Requirement >>
Can you copy word for word the part of the forum thread on the 14MHz Guru ROM patch that begins at "Guru2091_14MHz is software" and stops after "a reliable hack."?

Given passage >>
=====
Guru ROM with 14MHz patch - The ultimate A2091 benchmark!

  • Thread starter Thread starter SpeedGeek
  • Start date Start date
  • Replies Replies 11
  • Views Views 7342

SpeedGeek

Member
AmiBayer
Joined
Jan 21, 2011
Posts
933
Country
USA
Region
Wisconsin
Hello my fellow Amibayer's,

The faster hack is the better hack! :-D

Here are some benchmarks from a project I've been quietly working on these past few months. The end result is a combination of software patching and hardware hacks producing faster benchmarks.
Indeed, we are now very close to the Zorro2 Max. transfer rate!

System specs:
- A2091 14MHz SCSI mod + 14MHz patched Guru ROM
- A2630 54.2 MHz mod + 4MB 32bit Fastmem
- Compaq 550MB SCSI-2 HD
- SYNCH transfer mode enabled!

Note: NTSC Zorro2 Bus CLK = 7.16MHz (PAL = 7.09MHz).

P.S. It's entirely up to Mr. Babel to authorize the release of any patched ROMs.

Guru2091_14MHz V1.0 released!

Guru2091_14MHz is software patch which enables 14MHz driver operation. Now you can enable SYNCH mode post boot (Please read the text file after you extract the archive). Happy benchmarking everyone!
:)

Note: The DMACSCLK part of this thread was removed since it was never a reliable hack.

Here is the link to images and downloadable files:

http://eab.abime.net/showthread.php?p=963856
 
Last edited:
Megacool!

Would you consider sharing the GAL code, so it could be compiled for other devices?
I never use the old PALs/GAL's in my projects, but I prefer the still available ATF series from
Atmel. Is it written in CUPL or VHDL/Verilog?
 
Last edited:
Megacool!

Would you consider sharing the GAL code, so it could be compiled for other devices?
I never use the old PALs/GAL's in my projects, but I prefer the still available ATF series from
Atmel. Is it written in CUPL or VHDL/Verilog?

The jedec used for a ATF16V8 is the same as a GAL16V8. The source was written in CUPL but is still subject to revision when I (time permitting) finish work on the new 2 GAL chip 14MHz DRAM controller project.

Oops, that was supposed to be a secret until it was completed! Anyway, if your interested that's a topic for a new thread (when I find some time). :D
 
Ok,

thanks I will try your jedec.

Some additional questions:
- Is your previous 14MHz hack needed to make this last one work?

- I'm aware that Gary delays its #DTACK for accesses to chip-ram if
the bus-master starts a cycle in the "wrong" C1/C3 relationship, or if
the chip-ram is unavailable due to high DMA usage.

Does Gary also do this cycle-syncing if the bus-master accesses fast-ram outside the agnus-realm
(like 0x200000 - 0xbdffff), or does it allow 3-cycle busrequests like
you described above without delaying #DTACK?
=====
Given records >>
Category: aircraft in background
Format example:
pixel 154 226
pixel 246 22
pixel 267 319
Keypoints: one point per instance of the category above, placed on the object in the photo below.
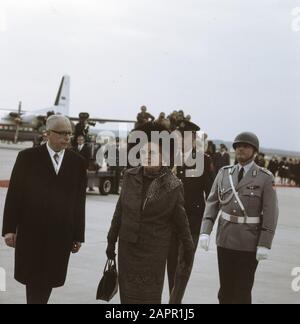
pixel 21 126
=====
Complete output >>
Guru2091_14MHz is software patch which enables 14MHz driver operation. Now you can enable SYNCH mode post boot (Please read the text file after you extract the archive). Happy benchmarking everyone!
:)

Note: The DMACSCLK part of this thread was removed since it was never a reliable hack.